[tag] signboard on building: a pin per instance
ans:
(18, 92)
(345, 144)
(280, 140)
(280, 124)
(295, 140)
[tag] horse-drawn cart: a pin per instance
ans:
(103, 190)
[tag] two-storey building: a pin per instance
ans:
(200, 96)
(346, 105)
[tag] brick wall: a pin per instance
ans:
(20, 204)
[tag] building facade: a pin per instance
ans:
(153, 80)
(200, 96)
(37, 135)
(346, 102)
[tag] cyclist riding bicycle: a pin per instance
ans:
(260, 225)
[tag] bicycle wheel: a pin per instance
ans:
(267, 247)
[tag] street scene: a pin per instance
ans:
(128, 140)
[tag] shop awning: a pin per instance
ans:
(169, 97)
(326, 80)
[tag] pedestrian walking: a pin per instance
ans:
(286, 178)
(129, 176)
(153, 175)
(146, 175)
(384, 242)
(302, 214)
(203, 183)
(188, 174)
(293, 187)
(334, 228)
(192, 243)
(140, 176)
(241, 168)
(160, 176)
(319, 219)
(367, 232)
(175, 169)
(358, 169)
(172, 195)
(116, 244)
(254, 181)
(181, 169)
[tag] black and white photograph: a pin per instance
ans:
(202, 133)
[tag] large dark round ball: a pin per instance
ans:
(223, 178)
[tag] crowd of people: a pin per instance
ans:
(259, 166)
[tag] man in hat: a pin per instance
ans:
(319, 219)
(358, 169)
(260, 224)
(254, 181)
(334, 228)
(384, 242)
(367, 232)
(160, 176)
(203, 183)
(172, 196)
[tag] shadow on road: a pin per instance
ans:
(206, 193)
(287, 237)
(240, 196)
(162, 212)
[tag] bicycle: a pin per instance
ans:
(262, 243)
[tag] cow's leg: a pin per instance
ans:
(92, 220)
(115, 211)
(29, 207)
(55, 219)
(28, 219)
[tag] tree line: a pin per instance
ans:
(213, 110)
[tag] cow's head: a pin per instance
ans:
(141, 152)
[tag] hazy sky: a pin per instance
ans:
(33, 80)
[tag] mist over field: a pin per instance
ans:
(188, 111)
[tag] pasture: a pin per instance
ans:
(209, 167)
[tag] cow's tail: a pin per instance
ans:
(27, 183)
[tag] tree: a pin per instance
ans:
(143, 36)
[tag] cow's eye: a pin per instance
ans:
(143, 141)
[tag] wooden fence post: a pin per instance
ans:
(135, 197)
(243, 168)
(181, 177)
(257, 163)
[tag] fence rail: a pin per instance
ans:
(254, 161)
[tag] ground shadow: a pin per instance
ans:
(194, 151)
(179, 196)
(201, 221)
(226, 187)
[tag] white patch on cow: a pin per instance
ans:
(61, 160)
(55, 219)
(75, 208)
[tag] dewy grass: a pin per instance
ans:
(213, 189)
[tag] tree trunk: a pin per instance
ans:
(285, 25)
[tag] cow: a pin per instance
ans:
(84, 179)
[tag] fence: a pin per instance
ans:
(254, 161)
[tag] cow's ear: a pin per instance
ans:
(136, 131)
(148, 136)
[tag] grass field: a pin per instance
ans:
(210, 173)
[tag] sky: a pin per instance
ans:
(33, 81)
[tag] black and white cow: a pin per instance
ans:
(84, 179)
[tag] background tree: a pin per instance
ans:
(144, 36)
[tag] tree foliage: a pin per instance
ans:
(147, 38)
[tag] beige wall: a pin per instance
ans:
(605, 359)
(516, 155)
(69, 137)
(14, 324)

=== Aim ===
Rewrite every line of the material as a JSON list of strings, one string per line, leaving out any blank lines.

=== Written response ===
[
  "[tag] signboard on building: a pin per instance",
  "ans:",
  "(18, 92)",
  "(345, 144)",
  "(280, 140)",
  "(280, 124)",
  "(295, 140)",
  "[tag] horse-drawn cart: a pin per instance",
  "ans:",
  "(103, 190)",
  "[tag] two-storey building: a pin per instance",
  "ans:",
  "(200, 96)",
  "(346, 105)",
  "[tag] brick wall: a pin per instance",
  "ans:",
  "(20, 204)",
  "[tag] building facade: a pin per instance",
  "ans:",
  "(153, 80)",
  "(200, 96)",
  "(37, 135)",
  "(346, 102)",
  "[tag] cyclist riding bicycle: a pin per instance",
  "ans:",
  "(260, 225)",
  "[tag] bicycle wheel: a pin per instance",
  "ans:",
  "(267, 247)",
  "[tag] street scene: a pin per instance",
  "ans:",
  "(128, 140)",
  "[tag] shop awning: a pin per instance",
  "ans:",
  "(169, 97)",
  "(326, 80)",
  "[tag] pedestrian walking: a pin per instance",
  "ans:",
  "(286, 178)",
  "(129, 176)",
  "(153, 175)",
  "(146, 175)",
  "(384, 242)",
  "(302, 214)",
  "(203, 183)",
  "(188, 174)",
  "(293, 187)",
  "(334, 228)",
  "(192, 243)",
  "(140, 176)",
  "(241, 168)",
  "(160, 176)",
  "(319, 219)",
  "(367, 232)",
  "(175, 169)",
  "(358, 169)",
  "(172, 195)",
  "(116, 244)",
  "(254, 181)",
  "(181, 169)",
  "[tag] black and white photograph: a pin per instance",
  "ans:",
  "(202, 133)",
  "[tag] large dark round ball: a pin per instance",
  "ans:",
  "(223, 178)",
  "[tag] crowd of people: a pin per instance",
  "ans:",
  "(259, 166)",
  "[tag] man in hat: a pin per instance",
  "ans:",
  "(319, 219)",
  "(358, 169)",
  "(260, 224)",
  "(254, 181)",
  "(334, 228)",
  "(384, 242)",
  "(367, 232)",
  "(160, 176)",
  "(203, 183)",
  "(172, 196)",
  "[tag] shadow on road: a pin per instance",
  "ans:",
  "(206, 193)",
  "(287, 237)",
  "(240, 196)",
  "(162, 212)",
  "[tag] bicycle: a pin per instance",
  "ans:",
  "(262, 243)",
  "[tag] cow's leg: a pin per instance",
  "ans:",
  "(92, 220)",
  "(115, 211)",
  "(29, 207)",
  "(55, 219)",
  "(28, 219)",
  "[tag] tree line: a pin per instance",
  "ans:",
  "(213, 110)",
  "[tag] cow's head: a pin per instance",
  "ans:",
  "(141, 152)",
  "[tag] hazy sky: a pin per instance",
  "ans:",
  "(33, 80)",
  "[tag] mist over field: a pin per instance",
  "ans:",
  "(188, 111)",
  "[tag] pasture: a pin per instance",
  "ans:",
  "(209, 167)",
  "[tag] cow's tail: a pin per instance",
  "ans:",
  "(27, 183)",
  "[tag] tree: a pin per instance",
  "ans:",
  "(143, 36)",
  "[tag] cow's eye: a pin per instance",
  "ans:",
  "(143, 141)",
  "[tag] wooden fence post: a pin per instance",
  "ans:",
  "(135, 197)",
  "(243, 168)",
  "(181, 177)",
  "(257, 163)",
  "[tag] fence rail: a pin per instance",
  "ans:",
  "(254, 161)",
  "[tag] ground shadow: a pin per instance",
  "ans:",
  "(194, 151)",
  "(179, 196)",
  "(201, 221)",
  "(226, 187)",
  "[tag] white patch on cow: a pin per instance",
  "ans:",
  "(61, 160)",
  "(55, 219)",
  "(75, 208)",
  "[tag] dewy grass: a pin per instance",
  "ans:",
  "(213, 189)",
  "[tag] tree trunk: a pin per instance",
  "ans:",
  "(285, 25)",
  "[tag] cow: a pin per instance",
  "ans:",
  "(84, 179)",
  "[tag] fence: a pin per instance",
  "ans:",
  "(254, 161)",
  "[tag] cow's ear: a pin per instance",
  "ans:",
  "(136, 131)",
  "(148, 136)",
  "[tag] grass field: a pin per instance",
  "ans:",
  "(210, 173)",
  "[tag] sky: a pin per instance",
  "ans:",
  "(33, 81)",
  "[tag] black and white cow: a pin per instance",
  "ans:",
  "(84, 179)",
  "[tag] background tree: a pin per instance",
  "ans:",
  "(144, 36)",
  "[tag] tree foliage: a pin per instance",
  "ans:",
  "(147, 38)",
  "[tag] beige wall: a pin per instance",
  "ans:",
  "(605, 359)",
  "(516, 155)",
  "(69, 137)",
  "(14, 324)"
]